-- start --

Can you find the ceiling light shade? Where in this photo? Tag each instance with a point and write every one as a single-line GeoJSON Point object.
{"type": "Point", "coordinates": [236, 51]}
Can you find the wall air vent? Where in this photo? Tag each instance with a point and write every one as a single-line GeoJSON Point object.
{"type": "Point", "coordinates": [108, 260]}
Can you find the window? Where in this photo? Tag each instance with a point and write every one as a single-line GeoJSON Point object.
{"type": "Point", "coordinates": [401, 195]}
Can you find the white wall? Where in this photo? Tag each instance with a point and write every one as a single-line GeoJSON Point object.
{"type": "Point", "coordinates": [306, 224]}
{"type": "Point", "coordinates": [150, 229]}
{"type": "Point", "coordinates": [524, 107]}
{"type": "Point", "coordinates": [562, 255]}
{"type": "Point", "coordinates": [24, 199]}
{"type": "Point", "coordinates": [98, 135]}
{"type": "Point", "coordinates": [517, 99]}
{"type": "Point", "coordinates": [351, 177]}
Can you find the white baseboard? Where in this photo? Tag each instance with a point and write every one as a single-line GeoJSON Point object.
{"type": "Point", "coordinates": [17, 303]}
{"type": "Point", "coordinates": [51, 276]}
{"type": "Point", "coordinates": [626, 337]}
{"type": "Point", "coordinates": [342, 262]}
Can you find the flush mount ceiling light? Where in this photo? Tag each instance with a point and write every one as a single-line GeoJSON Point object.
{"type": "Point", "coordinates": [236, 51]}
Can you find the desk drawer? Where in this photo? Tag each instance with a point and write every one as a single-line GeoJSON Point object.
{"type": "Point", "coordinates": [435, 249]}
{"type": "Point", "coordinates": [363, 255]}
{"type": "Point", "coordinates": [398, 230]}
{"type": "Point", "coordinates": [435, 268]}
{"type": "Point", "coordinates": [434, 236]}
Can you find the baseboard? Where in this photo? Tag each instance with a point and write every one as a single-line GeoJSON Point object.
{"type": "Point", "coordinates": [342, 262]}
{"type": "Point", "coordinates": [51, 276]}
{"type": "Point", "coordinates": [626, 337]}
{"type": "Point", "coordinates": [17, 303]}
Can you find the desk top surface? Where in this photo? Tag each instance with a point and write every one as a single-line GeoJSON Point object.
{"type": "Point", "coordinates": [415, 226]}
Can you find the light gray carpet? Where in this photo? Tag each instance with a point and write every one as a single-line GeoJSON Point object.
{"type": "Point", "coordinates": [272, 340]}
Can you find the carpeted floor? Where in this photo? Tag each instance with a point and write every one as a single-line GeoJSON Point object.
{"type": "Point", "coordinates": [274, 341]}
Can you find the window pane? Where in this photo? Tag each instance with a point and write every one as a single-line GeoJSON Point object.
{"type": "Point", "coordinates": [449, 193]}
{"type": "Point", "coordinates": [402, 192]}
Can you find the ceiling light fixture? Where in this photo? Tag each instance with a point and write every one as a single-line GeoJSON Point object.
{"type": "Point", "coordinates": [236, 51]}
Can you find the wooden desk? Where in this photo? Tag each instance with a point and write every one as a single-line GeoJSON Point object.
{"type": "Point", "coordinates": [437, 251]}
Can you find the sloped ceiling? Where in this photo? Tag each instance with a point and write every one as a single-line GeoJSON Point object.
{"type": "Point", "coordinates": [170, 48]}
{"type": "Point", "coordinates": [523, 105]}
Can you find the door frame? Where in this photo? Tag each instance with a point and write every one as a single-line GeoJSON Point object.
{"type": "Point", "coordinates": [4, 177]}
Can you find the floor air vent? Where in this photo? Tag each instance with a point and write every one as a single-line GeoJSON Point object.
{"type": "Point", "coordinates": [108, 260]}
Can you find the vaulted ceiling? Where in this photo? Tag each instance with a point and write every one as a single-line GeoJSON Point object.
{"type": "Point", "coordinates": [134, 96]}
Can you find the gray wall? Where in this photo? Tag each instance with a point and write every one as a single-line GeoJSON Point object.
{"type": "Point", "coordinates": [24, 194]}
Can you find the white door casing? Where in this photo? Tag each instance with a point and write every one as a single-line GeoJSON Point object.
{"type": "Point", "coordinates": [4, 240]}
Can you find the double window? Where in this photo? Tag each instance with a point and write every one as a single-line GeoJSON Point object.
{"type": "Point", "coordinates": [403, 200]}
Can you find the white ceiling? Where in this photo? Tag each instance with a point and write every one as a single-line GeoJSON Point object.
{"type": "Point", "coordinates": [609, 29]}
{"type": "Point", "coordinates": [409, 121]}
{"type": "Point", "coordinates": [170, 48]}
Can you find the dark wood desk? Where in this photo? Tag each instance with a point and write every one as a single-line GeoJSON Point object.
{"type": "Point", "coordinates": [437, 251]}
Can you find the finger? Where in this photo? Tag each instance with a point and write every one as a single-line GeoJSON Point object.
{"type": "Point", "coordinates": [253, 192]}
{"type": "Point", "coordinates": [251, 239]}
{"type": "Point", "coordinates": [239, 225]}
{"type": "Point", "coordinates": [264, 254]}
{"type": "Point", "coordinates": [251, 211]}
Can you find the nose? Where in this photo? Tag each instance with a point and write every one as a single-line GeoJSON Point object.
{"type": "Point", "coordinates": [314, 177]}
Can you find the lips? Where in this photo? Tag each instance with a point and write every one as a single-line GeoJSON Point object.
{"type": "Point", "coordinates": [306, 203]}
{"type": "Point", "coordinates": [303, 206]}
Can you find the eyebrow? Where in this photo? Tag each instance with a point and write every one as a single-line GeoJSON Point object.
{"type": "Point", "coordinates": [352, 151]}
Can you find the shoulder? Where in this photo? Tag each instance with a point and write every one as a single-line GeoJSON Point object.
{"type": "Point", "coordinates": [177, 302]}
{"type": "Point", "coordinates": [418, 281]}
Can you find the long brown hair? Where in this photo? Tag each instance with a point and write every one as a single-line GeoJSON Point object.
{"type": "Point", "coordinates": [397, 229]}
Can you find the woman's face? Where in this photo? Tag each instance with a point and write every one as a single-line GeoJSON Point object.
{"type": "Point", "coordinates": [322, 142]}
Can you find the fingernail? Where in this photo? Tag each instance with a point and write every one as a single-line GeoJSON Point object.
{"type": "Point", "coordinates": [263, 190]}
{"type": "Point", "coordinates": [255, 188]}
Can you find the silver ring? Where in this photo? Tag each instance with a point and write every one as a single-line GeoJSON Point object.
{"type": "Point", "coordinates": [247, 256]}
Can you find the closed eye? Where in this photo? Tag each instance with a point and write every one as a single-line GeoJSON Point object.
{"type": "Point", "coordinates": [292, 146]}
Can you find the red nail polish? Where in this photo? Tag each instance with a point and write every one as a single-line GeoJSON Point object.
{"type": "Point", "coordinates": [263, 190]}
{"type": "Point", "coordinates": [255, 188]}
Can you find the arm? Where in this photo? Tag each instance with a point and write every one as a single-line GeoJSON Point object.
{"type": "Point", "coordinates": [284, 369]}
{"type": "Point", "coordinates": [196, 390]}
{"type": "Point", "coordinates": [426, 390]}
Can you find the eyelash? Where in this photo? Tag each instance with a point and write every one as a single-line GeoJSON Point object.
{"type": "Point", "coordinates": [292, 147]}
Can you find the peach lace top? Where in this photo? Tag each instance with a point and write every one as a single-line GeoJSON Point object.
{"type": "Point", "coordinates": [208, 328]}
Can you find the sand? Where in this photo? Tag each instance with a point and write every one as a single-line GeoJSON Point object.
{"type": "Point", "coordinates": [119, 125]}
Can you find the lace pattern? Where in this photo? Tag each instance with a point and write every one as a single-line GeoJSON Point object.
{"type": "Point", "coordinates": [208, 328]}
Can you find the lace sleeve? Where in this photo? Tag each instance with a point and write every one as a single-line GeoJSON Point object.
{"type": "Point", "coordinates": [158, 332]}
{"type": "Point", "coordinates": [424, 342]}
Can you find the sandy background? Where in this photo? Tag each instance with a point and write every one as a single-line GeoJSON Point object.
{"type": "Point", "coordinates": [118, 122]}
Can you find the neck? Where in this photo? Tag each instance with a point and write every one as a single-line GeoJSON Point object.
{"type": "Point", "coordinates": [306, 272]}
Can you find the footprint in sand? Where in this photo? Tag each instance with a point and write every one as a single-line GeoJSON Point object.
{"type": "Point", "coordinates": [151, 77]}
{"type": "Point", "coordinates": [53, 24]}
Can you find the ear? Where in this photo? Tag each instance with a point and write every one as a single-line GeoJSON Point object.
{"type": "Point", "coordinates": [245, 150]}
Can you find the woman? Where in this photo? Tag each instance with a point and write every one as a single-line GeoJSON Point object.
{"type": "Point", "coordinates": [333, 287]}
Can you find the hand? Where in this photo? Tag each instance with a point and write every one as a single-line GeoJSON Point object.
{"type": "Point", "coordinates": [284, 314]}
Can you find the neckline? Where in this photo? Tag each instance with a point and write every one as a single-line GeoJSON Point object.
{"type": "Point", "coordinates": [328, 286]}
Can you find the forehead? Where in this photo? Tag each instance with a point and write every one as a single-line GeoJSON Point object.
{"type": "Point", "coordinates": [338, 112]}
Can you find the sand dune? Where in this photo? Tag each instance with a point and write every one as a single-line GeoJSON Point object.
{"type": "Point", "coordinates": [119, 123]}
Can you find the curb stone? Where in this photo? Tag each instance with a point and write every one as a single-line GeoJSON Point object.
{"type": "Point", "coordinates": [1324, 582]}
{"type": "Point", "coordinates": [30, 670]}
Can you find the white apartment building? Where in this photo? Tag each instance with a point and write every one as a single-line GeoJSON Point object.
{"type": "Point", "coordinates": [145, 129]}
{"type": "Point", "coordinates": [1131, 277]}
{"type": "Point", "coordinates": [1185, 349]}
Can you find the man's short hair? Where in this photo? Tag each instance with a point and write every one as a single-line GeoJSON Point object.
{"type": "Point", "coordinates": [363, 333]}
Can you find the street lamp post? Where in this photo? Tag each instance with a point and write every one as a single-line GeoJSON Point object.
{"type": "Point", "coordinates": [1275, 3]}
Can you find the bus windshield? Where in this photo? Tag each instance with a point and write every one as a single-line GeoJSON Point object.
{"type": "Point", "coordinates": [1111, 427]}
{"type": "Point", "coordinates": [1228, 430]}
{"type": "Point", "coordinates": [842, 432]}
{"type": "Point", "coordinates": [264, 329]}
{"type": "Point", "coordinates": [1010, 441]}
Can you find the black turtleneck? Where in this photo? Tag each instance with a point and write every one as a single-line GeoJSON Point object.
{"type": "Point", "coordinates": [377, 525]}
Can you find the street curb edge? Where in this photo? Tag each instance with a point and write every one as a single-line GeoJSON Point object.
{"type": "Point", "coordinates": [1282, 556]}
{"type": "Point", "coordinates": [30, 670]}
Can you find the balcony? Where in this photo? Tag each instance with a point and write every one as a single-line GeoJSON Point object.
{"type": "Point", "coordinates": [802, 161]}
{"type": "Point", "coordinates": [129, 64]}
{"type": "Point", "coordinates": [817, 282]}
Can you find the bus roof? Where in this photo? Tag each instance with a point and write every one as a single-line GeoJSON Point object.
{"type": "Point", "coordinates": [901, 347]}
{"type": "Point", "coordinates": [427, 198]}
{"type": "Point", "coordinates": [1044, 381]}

-- end --

Return exactly the lines from the one containing "Can you find the street curb" through the last line of the records above, both included, and nothing else.

Can you find the street curb edge? Where in this photo? Tag each instance with a point and write every one as a single-line GeoJSON Point object.
{"type": "Point", "coordinates": [1282, 556]}
{"type": "Point", "coordinates": [30, 670]}
Can you find the balcony? Where in this photo? Tag each instance with a point and write every one as a single-line GeoJSON Point object.
{"type": "Point", "coordinates": [802, 161]}
{"type": "Point", "coordinates": [129, 64]}
{"type": "Point", "coordinates": [817, 282]}
Can you find the bus roof? Where in this photo? Tag each instance with a point and write every one as a single-line GeoJSON Point object.
{"type": "Point", "coordinates": [901, 347]}
{"type": "Point", "coordinates": [427, 198]}
{"type": "Point", "coordinates": [1044, 381]}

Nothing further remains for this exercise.